### What this exercise asks
[a] Answer these three questions using the text on short branches, each on its own line: (i) How much does a mis-predicted regular branch cost? (ii) To which instructions does the short branch version apply? (iii) Which chips are unlikely to see any benefit from the optimization?
[b] Copy out the text on short branches, everything from "More correctly we" down to "see any benefit.", and substitute "Processors" for "Chips".

### Extract to read
/---
So, I have a machine that has many styles of branches, among them, a normal
one, and a short version. The short version is cheaper (sometimes). The
regular one is 1 (predicted), 7 mis-predicted. The cost of mis-prediction can
be substantially higher depending upon what is in the cache. The short branch
version only applies to forward 1-n instructions, and it's cost can be more
expensive than a regular branch but is usually faster. Another benefit of the
short version is, it doesn't pollute the branch cache, thus, improving the
prediction rates of other branches. To obtain the costs of each style, I need
to run some math taking into consideration the expected mis-prediction rates,
and the counts (predicted or gcov) and the distance skipped over. Also, I
determine if the short branch style applies, if it doesn't, I just say the
regular form is cheaper.
We can see evidence of the lack of completeness in the current code:
if ((flag_reorder_blocks || flag_reorder_blocks_and_partition)
/* Don't reorder blocks when optimizing for size because extra jump insns
may
be created; also barrier may create extra padding.
More correctly we should have a block reordering mode that tried to
minimize the combined size of all the jumps. This would more or less
automatically remove extra jumps, but would also try to use more short
jumps instead of long jumps. */
&& optimize_function_for_speed_p (cfun))
{
reorder_basic_blocks ();
Essentially, I think the optimization could help other ports, if they have a
well balanced implementation or if they are limited by the branch prediction or
if the branch cost is non-zero. Chips that have lots of resources for
prediction and/or can follow multiple paths aren't likely to see any benefit.
So, here is the patch in progress, should be close, but outstanding questions
would be, are there any other ports that benefit from it? If not, I'd probably
say it's not suitable for the tree in this form. Are there other ways, better
ways of doing this?
\---
### Given information
/---
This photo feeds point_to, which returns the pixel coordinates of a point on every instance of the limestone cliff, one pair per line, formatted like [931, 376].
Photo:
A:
\---
### Answers for the exercise
[a]
(i) 7
(ii) Forward 1-n instructions
(iii) Chips that have lots of resources for prediction and/or can follow multiple paths

[b]
More correctly we should have a block reordering mode that tried to
minimize the combined size of all the jumps. This would more or less
automatically remove extra jumps, but would also try to use more short
jumps instead of long jumps. */
&& optimize_function_for_speed_p (cfun))
{
reorder_basic_blocks ();
Essentially, I think the optimization could help other ports, if they have a
well balanced implementation or if they are limited by the branch prediction or
if the branch cost is non-zero. Processors that have lots of resources for
prediction and/or can follow multiple paths aren't likely to see any benefit.